__WHAT THIS TASK INVOLVES__.
Scan the material below for the string "hand". Report every line that has it.

__RECORDED INFORMATION__.
#####

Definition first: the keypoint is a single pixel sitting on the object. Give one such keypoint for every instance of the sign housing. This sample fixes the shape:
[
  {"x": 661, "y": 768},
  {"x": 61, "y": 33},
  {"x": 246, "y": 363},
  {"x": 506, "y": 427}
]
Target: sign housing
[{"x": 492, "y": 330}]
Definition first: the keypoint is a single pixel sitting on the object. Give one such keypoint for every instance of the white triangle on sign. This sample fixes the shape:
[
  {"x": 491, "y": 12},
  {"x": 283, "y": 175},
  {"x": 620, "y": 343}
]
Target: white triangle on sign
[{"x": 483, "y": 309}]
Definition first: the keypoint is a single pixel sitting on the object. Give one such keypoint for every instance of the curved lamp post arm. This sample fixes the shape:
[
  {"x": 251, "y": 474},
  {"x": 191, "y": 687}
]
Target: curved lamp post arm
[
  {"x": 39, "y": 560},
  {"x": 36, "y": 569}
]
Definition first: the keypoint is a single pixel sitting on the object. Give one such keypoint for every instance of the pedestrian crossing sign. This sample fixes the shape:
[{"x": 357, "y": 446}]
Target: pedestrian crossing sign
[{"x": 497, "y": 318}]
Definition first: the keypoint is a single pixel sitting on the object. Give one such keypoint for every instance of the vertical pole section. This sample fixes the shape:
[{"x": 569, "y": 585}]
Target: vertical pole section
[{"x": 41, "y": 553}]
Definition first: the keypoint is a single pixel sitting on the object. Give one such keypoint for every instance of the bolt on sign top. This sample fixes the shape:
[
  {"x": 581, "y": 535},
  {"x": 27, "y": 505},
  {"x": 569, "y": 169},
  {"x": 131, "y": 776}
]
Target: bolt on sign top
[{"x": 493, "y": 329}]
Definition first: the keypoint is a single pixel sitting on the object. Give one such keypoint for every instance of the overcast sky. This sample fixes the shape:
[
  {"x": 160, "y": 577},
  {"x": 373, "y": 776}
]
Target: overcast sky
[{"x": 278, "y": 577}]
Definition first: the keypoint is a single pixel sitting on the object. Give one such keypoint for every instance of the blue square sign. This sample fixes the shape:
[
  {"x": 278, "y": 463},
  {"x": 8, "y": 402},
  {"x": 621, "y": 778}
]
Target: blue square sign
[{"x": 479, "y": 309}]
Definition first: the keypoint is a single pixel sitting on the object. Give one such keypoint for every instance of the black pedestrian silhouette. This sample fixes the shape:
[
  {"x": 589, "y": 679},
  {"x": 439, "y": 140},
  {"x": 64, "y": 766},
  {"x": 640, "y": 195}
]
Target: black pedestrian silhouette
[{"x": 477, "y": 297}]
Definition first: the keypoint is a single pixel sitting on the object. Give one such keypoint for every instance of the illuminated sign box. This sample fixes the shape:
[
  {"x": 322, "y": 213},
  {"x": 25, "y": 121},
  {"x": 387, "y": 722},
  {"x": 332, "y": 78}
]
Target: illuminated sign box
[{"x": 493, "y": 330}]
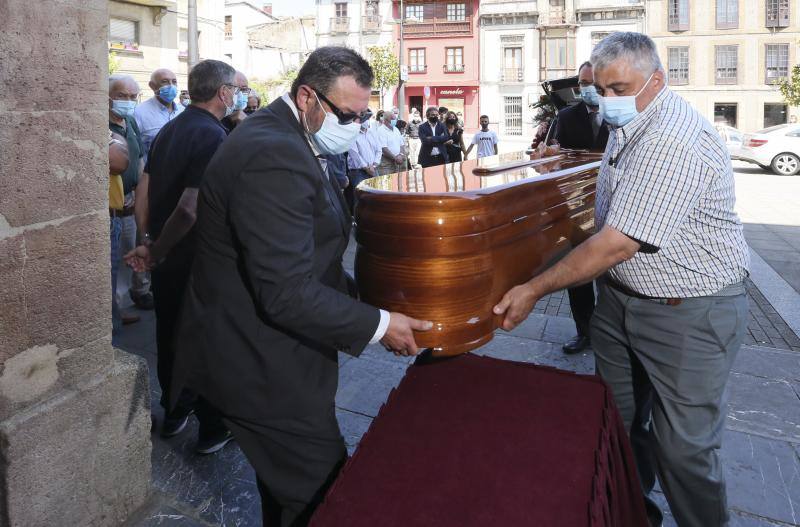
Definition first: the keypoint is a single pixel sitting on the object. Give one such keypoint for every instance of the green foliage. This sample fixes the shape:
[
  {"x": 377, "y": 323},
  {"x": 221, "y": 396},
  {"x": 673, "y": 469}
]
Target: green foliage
[
  {"x": 385, "y": 67},
  {"x": 113, "y": 62},
  {"x": 790, "y": 87}
]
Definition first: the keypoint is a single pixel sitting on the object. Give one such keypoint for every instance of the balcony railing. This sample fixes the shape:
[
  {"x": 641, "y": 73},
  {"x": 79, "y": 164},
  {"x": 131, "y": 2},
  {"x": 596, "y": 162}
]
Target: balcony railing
[
  {"x": 340, "y": 24},
  {"x": 437, "y": 26},
  {"x": 511, "y": 74},
  {"x": 371, "y": 23}
]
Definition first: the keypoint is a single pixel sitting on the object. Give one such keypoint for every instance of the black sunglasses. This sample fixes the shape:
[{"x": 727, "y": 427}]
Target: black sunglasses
[{"x": 345, "y": 117}]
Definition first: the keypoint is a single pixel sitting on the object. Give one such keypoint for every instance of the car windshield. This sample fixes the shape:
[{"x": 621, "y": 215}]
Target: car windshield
[{"x": 772, "y": 129}]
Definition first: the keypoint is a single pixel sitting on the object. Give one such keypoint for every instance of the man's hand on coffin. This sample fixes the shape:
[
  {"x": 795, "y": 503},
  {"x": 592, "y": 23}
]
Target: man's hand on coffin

#####

__TASK RESPONSE__.
Definition first: the keypoint is a single pixel sitting on the object. Give one such keypoint for every instance of the man's hand on coffin. This sample fixes the shape:
Target: man's hand on coffin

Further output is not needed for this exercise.